:: TASK BRIEF ::
Reproduce nothing but the closing run of lines: the line with "Where can the boy's bare" and each line that follows it to the end of the data.

Excerpts from point annotation data
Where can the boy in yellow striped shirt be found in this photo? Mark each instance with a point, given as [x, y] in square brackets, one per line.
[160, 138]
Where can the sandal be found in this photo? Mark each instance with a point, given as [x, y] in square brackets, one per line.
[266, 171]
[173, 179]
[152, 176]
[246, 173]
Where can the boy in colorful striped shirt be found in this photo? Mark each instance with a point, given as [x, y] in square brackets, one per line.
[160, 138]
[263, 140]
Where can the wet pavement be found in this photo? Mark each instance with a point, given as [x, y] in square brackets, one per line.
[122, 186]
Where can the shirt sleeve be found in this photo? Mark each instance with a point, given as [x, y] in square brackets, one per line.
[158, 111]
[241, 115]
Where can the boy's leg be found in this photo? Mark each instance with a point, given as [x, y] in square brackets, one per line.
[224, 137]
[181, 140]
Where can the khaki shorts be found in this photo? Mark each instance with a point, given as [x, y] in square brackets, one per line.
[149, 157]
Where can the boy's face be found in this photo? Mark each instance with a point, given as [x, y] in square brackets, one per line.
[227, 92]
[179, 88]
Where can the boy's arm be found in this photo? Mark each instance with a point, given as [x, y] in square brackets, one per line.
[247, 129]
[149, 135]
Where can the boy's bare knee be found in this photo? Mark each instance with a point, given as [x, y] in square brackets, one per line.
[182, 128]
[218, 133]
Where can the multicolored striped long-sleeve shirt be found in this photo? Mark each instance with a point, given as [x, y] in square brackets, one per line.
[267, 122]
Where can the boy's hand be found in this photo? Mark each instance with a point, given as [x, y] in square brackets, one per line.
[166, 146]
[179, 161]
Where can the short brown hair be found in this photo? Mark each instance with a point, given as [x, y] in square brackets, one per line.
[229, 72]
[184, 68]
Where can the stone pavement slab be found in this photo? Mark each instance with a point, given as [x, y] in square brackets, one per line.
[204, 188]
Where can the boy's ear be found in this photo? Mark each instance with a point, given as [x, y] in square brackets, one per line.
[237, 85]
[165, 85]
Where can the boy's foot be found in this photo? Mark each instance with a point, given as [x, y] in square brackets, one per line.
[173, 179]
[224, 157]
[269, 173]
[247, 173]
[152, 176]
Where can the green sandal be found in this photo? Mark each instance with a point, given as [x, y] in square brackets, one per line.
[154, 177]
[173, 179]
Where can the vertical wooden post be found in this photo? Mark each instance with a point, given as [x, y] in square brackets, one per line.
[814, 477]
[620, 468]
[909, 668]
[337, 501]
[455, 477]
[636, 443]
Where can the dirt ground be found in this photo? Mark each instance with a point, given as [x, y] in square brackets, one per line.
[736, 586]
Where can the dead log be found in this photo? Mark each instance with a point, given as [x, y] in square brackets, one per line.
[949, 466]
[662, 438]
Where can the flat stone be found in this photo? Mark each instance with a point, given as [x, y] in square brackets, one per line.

:: FINISHED TASK ::
Where can the boy's bare knee be found in this photo? Mark each instance with a point, given as [x, y] in square brackets, one per line.
[182, 128]
[218, 133]
Where can the multicolored striped long-sleeve shirt be found in this photo? Mark each instance with a point, given as [x, y] in square brackets, one per line.
[267, 122]
Where can the boy's hand be found in this photo? Mark each instance with a point, given as [x, y] in square brackets, one per line.
[166, 146]
[179, 161]
Where can the short brown hair be found in this photo? Mark each instance with a point, given as [x, y] in square brackets, one per line.
[229, 72]
[184, 68]
Where can the stone pavement slab be found in this photo? Mark each instance with a point, given as [x, y] in square brackets, one per line.
[204, 188]
Where can the boy's ear be found in this photo? Mark each instance with a point, given as [x, y] in square brackets, one per line.
[237, 85]
[165, 85]
Where can the boy's foot be found in this photo? Mark each instance with a point, given as [x, y] in square brackets, one per line.
[173, 179]
[224, 157]
[269, 173]
[247, 173]
[152, 176]
Where can the green sandal be found in this photo? Mark each instance with a point, given as [x, y] in square brackets, one per line.
[154, 177]
[173, 179]
Where can the vertical wooden post be found in this photo? Mark each instance with a point, given as [x, y] in square brackets, one per line.
[814, 477]
[620, 468]
[909, 668]
[337, 501]
[455, 477]
[636, 443]
Where can the dirt ground be found in this photo? Mark each instance with a point, given as [x, y] in square brackets, one per line.
[736, 586]
Where can the dead log be found in this photo? Mark each instance with a point, given as [x, y] in square brackets, one per line.
[949, 466]
[662, 438]
Where can the flat stone be found in this photo? Mark each instance with a point, given as [x, y] in square brackets, one per line.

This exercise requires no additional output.